**Task**
Can you render every line of the items below as a Markdown table with the columns Row and Line, numbering each row, skipping blank lines, and leaving the pictures out?

**Dataset records**
******

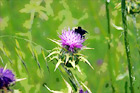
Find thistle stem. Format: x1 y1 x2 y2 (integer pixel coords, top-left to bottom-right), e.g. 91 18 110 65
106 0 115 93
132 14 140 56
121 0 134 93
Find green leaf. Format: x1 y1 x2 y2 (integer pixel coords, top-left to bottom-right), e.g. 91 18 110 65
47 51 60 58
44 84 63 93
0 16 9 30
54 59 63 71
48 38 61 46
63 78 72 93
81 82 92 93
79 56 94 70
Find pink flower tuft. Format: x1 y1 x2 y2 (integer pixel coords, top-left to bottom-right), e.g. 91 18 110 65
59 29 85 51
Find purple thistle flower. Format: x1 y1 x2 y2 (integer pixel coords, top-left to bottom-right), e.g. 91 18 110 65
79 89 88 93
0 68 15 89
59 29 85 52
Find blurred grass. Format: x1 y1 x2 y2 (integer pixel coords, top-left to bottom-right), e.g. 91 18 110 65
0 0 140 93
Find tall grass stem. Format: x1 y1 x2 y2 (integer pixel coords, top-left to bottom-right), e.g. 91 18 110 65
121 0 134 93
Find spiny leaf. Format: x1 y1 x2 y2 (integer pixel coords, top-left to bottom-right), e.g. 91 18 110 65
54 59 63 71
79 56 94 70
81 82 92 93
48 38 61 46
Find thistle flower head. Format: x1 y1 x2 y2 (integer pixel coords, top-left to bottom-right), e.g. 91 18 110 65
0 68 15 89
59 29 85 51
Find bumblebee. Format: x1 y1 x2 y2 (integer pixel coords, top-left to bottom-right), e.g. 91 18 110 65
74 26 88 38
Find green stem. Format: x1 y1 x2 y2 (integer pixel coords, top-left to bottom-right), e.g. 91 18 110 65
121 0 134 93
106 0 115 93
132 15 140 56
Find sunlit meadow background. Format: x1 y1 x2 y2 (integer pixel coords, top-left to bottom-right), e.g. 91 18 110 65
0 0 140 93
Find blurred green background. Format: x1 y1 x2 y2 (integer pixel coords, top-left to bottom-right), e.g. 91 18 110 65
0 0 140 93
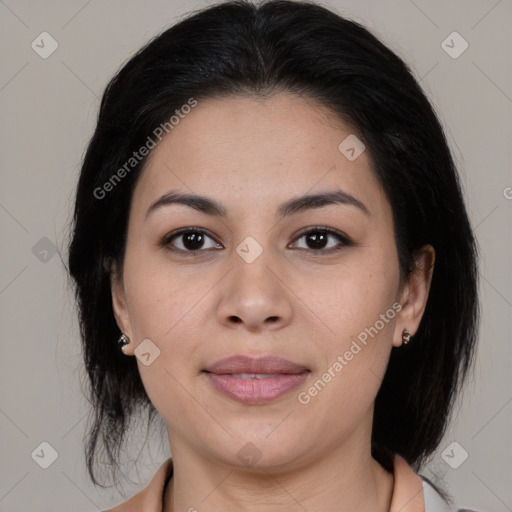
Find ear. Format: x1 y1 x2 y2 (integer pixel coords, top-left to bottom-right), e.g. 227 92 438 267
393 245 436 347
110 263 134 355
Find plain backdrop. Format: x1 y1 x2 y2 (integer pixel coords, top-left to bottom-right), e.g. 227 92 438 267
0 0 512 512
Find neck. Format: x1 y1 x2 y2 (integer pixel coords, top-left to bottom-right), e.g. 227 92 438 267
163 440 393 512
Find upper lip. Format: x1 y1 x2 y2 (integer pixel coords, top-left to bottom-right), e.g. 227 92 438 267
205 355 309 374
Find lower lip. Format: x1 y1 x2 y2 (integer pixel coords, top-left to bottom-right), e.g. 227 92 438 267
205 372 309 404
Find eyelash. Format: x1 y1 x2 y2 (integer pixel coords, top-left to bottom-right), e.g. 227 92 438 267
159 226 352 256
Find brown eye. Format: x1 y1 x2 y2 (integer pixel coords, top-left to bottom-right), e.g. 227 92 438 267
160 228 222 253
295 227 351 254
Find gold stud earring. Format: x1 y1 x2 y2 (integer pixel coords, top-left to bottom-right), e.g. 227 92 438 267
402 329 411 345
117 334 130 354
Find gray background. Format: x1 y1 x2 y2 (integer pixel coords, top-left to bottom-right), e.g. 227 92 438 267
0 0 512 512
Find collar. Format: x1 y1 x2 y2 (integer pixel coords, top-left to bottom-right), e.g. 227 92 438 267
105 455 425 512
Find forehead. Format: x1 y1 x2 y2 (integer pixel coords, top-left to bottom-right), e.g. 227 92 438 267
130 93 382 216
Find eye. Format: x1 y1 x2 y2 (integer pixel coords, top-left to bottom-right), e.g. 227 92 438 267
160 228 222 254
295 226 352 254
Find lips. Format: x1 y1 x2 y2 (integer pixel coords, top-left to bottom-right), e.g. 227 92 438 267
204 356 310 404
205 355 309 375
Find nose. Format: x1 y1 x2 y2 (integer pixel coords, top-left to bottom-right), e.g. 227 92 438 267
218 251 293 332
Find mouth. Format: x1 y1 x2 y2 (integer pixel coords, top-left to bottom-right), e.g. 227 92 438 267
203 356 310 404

******

**Output below**
| Row | Line |
|---|---|
| 1 | Find thistle stem. Format: x1 y1 x2 y2 (integer pixel coords, top-left to bottom-right), e.g. 91 18 110 65 |
| 2 | 106 0 115 93 |
| 3 | 132 14 140 56 |
| 4 | 121 0 134 93 |
| 5 | Find green leaf. Format: x1 y1 x2 y2 (integer pixel coords, top-left to bottom-right), e.g. 91 18 110 65 |
| 6 | 47 51 60 58 |
| 7 | 44 84 63 93 |
| 8 | 0 16 9 30 |
| 9 | 54 59 63 71 |
| 10 | 48 38 61 46 |
| 11 | 63 78 72 93 |
| 12 | 81 82 92 93 |
| 13 | 79 56 94 70 |
| 14 | Find pink flower tuft. Format: x1 y1 x2 y2 (integer pixel coords, top-left to bottom-right), e.g. 91 18 110 65 |
| 15 | 59 29 85 51 |
| 16 | Find purple thistle flower. Format: x1 y1 x2 y2 (integer pixel coords, top-left to bottom-right), e.g. 91 18 110 65 |
| 17 | 79 89 88 93 |
| 18 | 0 68 15 89 |
| 19 | 59 29 85 52 |
| 20 | Find blurred grass. Format: x1 y1 x2 y2 (integer pixel coords, top-left to bottom-right), e.g. 91 18 110 65 |
| 21 | 0 0 140 93 |
| 22 | Find tall grass stem. Format: x1 y1 x2 y2 (integer pixel coords, top-left to bottom-right), e.g. 91 18 110 65 |
| 23 | 121 0 134 93 |
| 24 | Find spiny leaf. Format: x1 y1 x2 y2 (integer pixel coords, top-left to bottom-right), e.g. 91 18 110 65 |
| 25 | 54 59 63 71 |
| 26 | 79 56 94 70 |
| 27 | 81 82 92 93 |
| 28 | 48 38 61 46 |
| 29 | Find thistle flower head. Format: x1 y1 x2 y2 (integer pixel coords, top-left to bottom-right), e.g. 91 18 110 65 |
| 30 | 0 68 15 89 |
| 31 | 59 29 85 51 |
| 32 | Find bumblebee. Format: x1 y1 x2 y2 (integer pixel coords, top-left to bottom-right), e.g. 91 18 110 65 |
| 33 | 74 26 88 38 |
| 34 | Find green stem. Format: x1 y1 x2 y2 (integer pixel coords, top-left to bottom-right), e.g. 91 18 110 65 |
| 35 | 121 0 134 93 |
| 36 | 106 0 115 93 |
| 37 | 132 15 140 56 |
| 38 | Find sunlit meadow background. Format: x1 y1 x2 y2 (integer pixel coords, top-left to bottom-right), e.g. 91 18 110 65 |
| 39 | 0 0 140 93 |
| 40 | Find blurred green background. Format: x1 y1 x2 y2 (integer pixel coords, top-left to bottom-right), e.g. 91 18 110 65 |
| 41 | 0 0 140 93 |
| 42 | Find ear. Format: x1 y1 x2 y2 (integer pixel coords, top-left to bottom-right), e.g. 227 92 438 267 |
| 43 | 393 245 436 347 |
| 44 | 110 263 134 355 |
| 45 | Find plain backdrop. Format: x1 y1 x2 y2 (integer pixel coords, top-left to bottom-right), e.g. 227 92 438 267 |
| 46 | 0 0 512 512 |
| 47 | Find neck. Format: x1 y1 x2 y2 (integer pixel coords, top-left to bottom-right), e.g. 227 92 438 267 |
| 48 | 163 440 393 512 |
| 49 | Find upper lip. Format: x1 y1 x2 y2 (integer pixel coords, top-left to bottom-right), e.g. 227 92 438 267 |
| 50 | 205 355 309 374 |
| 51 | Find lower lip. Format: x1 y1 x2 y2 (integer pixel coords, top-left to bottom-right), e.g. 227 92 438 267 |
| 52 | 205 372 309 404 |
| 53 | Find eyelash. Format: x1 y1 x2 y2 (integer pixel coords, top-left to bottom-right), e.g. 227 92 438 267 |
| 54 | 159 226 352 256 |
| 55 | Find brown eye. Format: x1 y1 x2 y2 (integer pixel coords, top-left to bottom-right), e.g. 227 92 438 267 |
| 56 | 160 228 222 253 |
| 57 | 295 227 351 254 |
| 58 | Find gold stud earring. Format: x1 y1 x2 y2 (integer pixel coords, top-left to bottom-right), e.g. 227 92 438 267 |
| 59 | 402 329 411 345 |
| 60 | 117 334 130 354 |
| 61 | Find gray background. Format: x1 y1 x2 y2 (integer pixel coords, top-left to bottom-right), e.g. 227 92 438 267 |
| 62 | 0 0 512 512 |
| 63 | Find collar. Format: x1 y1 x2 y2 (integer pixel coords, top-left to bottom-right), e.g. 227 92 438 267 |
| 64 | 105 455 425 512 |
| 65 | Find forehead. Format: x1 y1 x2 y2 (integer pixel coords, top-left to bottom-right), e.g. 227 92 438 267 |
| 66 | 130 93 382 216 |
| 67 | Find eye. Format: x1 y1 x2 y2 (integer pixel coords, top-left to bottom-right), e.g. 227 92 438 267 |
| 68 | 160 228 222 254 |
| 69 | 295 226 352 254 |
| 70 | Find lips. Format: x1 y1 x2 y2 (integer pixel coords, top-left to bottom-right), e.g. 227 92 438 267 |
| 71 | 204 356 310 404 |
| 72 | 205 355 309 375 |
| 73 | Find nose. Format: x1 y1 x2 y2 (integer pixel coords, top-left to bottom-right), e.g. 227 92 438 267 |
| 74 | 218 251 293 332 |
| 75 | Find mouth. Format: x1 y1 x2 y2 (integer pixel coords, top-left to bottom-right), e.g. 227 92 438 267 |
| 76 | 203 356 310 404 |